[Point-per-instance localization data]
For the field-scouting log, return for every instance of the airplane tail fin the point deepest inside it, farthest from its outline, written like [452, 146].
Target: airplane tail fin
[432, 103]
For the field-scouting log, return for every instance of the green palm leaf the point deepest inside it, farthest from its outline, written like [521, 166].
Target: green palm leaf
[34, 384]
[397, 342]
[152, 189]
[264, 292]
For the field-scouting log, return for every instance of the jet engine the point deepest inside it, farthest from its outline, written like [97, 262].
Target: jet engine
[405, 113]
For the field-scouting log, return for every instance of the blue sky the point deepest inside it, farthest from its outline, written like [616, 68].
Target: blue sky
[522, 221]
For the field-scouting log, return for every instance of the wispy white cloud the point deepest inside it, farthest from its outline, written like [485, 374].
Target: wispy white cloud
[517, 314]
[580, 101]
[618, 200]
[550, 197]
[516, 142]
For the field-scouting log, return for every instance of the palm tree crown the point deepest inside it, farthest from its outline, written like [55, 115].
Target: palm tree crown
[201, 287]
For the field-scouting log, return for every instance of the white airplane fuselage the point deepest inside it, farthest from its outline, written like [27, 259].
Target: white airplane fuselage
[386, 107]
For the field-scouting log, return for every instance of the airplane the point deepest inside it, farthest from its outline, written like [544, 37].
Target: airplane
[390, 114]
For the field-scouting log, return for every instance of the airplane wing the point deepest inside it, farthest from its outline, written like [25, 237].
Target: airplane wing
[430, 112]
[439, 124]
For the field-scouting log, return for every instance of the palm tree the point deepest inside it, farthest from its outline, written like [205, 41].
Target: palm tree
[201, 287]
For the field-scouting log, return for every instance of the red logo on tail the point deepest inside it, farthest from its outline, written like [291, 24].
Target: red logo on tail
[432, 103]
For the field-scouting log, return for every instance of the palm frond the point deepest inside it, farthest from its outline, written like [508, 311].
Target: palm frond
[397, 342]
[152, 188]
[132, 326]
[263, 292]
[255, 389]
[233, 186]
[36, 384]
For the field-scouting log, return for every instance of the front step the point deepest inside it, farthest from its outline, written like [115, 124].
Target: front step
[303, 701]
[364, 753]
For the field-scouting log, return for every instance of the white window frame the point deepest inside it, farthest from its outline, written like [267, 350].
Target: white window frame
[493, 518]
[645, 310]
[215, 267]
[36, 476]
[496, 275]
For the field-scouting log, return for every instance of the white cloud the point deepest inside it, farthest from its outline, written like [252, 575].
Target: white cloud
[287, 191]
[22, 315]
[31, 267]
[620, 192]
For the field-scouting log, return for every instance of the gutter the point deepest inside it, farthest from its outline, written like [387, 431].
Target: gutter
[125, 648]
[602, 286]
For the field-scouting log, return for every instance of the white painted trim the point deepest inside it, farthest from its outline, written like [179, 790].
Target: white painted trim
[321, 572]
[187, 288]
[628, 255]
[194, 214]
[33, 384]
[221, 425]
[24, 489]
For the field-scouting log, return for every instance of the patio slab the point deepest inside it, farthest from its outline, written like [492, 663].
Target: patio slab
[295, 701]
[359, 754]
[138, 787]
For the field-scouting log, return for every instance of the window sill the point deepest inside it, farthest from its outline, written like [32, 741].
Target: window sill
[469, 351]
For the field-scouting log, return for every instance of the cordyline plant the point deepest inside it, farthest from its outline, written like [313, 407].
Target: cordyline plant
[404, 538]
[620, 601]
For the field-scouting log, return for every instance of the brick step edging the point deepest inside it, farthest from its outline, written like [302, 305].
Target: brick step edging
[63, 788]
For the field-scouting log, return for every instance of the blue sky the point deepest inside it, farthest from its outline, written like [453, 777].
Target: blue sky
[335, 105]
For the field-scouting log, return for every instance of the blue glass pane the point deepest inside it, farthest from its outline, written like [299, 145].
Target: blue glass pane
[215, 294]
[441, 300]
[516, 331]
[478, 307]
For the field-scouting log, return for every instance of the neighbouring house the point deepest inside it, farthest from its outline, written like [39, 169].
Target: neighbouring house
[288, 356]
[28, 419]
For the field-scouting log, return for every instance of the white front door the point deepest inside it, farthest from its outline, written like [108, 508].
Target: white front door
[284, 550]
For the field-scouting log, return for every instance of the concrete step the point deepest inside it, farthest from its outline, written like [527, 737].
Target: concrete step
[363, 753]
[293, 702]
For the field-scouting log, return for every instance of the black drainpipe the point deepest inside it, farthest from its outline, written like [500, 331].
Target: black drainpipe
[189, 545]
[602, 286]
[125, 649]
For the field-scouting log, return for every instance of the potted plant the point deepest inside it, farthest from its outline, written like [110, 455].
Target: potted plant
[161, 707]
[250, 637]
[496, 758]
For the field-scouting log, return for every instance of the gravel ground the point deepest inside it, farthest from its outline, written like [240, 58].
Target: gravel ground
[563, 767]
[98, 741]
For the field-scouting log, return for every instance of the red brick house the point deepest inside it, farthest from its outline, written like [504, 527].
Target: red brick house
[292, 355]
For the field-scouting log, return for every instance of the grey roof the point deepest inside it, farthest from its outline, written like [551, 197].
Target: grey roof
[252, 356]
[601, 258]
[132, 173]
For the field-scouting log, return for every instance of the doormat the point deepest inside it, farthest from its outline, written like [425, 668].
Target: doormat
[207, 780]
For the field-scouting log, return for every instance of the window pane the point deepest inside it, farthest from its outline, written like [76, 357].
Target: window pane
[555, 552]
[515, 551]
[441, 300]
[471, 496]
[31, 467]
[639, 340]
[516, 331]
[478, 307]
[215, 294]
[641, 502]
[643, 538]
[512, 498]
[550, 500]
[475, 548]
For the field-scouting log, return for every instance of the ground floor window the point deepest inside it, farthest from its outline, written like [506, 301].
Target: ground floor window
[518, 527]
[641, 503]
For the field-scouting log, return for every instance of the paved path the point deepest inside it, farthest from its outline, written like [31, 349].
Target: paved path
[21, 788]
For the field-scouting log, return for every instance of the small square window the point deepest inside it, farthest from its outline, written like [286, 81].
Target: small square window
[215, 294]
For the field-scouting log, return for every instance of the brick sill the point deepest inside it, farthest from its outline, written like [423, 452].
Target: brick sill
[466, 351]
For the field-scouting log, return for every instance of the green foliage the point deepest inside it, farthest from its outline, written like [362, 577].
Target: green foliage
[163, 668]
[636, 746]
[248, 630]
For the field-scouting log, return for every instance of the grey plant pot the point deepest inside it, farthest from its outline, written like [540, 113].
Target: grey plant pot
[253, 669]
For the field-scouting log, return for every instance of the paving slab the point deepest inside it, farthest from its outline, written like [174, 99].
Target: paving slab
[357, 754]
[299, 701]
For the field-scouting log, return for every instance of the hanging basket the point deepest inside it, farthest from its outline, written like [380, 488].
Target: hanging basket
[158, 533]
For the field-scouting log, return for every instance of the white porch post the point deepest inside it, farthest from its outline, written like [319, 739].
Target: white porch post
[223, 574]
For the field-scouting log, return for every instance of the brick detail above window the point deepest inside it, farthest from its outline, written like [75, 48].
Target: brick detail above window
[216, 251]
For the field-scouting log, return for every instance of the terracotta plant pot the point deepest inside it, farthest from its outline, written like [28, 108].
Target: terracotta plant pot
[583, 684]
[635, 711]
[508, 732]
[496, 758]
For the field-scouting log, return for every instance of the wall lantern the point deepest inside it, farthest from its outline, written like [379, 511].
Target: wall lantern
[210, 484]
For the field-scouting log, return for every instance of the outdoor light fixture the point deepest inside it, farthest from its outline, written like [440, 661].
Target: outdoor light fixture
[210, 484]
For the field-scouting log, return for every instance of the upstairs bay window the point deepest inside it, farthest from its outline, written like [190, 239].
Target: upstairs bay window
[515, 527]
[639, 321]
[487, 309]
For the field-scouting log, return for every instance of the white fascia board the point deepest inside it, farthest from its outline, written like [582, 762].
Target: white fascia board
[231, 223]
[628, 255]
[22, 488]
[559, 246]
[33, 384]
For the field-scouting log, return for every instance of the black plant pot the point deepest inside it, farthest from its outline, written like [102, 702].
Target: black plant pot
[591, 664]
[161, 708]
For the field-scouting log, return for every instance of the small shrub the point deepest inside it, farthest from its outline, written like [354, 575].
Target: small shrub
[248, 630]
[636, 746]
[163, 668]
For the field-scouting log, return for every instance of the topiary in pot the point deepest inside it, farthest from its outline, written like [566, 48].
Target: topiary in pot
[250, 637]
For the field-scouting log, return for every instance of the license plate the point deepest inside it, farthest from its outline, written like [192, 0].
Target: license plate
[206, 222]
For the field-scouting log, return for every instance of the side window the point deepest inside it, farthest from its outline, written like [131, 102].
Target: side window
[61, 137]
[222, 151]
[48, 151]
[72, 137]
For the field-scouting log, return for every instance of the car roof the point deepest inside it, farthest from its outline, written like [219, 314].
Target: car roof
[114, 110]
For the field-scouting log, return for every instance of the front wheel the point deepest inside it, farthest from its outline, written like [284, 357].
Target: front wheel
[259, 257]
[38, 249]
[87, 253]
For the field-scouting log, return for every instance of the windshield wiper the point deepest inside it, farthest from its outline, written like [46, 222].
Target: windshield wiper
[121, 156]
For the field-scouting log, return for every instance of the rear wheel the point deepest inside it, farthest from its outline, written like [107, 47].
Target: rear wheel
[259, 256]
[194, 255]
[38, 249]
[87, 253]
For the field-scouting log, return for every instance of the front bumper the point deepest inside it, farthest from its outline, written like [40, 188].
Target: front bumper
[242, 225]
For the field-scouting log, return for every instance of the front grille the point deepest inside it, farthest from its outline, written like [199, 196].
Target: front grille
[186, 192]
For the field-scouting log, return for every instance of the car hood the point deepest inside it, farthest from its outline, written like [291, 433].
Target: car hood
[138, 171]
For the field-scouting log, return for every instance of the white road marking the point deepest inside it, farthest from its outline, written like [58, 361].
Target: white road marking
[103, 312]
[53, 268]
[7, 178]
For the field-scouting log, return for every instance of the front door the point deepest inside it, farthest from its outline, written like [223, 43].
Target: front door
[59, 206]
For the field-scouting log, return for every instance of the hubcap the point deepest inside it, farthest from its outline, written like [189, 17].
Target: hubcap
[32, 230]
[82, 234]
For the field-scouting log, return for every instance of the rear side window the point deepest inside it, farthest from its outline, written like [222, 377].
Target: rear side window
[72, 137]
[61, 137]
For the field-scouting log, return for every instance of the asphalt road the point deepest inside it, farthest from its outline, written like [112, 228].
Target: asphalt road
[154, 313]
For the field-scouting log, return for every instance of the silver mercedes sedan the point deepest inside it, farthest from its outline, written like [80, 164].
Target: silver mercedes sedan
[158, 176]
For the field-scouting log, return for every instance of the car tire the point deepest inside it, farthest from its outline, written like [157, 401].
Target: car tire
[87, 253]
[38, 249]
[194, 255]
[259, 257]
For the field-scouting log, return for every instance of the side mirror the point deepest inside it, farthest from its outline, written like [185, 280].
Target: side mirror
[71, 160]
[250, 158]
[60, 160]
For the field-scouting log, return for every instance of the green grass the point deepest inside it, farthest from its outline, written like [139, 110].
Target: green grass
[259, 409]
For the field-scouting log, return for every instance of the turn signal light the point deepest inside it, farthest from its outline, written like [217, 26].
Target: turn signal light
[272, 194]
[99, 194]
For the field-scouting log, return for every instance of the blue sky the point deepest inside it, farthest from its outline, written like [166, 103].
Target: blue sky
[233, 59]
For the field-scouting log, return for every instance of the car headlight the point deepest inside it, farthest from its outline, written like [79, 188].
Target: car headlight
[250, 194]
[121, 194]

## EXERCISE DETAILS
Beginning at the line that holds "like [166, 103].", reproduce the lines exactly up to and including the final line of the entries.

## RESULT FOR THIS TASK
For the field-scouting log, return for every instance of the blue sky the point deepest inside it, farthest from its outline, written like [166, 103].
Target: blue sky
[233, 59]
For the field-scouting log, return for every instance of the car headlight the point deepest inside it, farthest from its outline, written like [79, 188].
Target: car headlight
[250, 194]
[121, 194]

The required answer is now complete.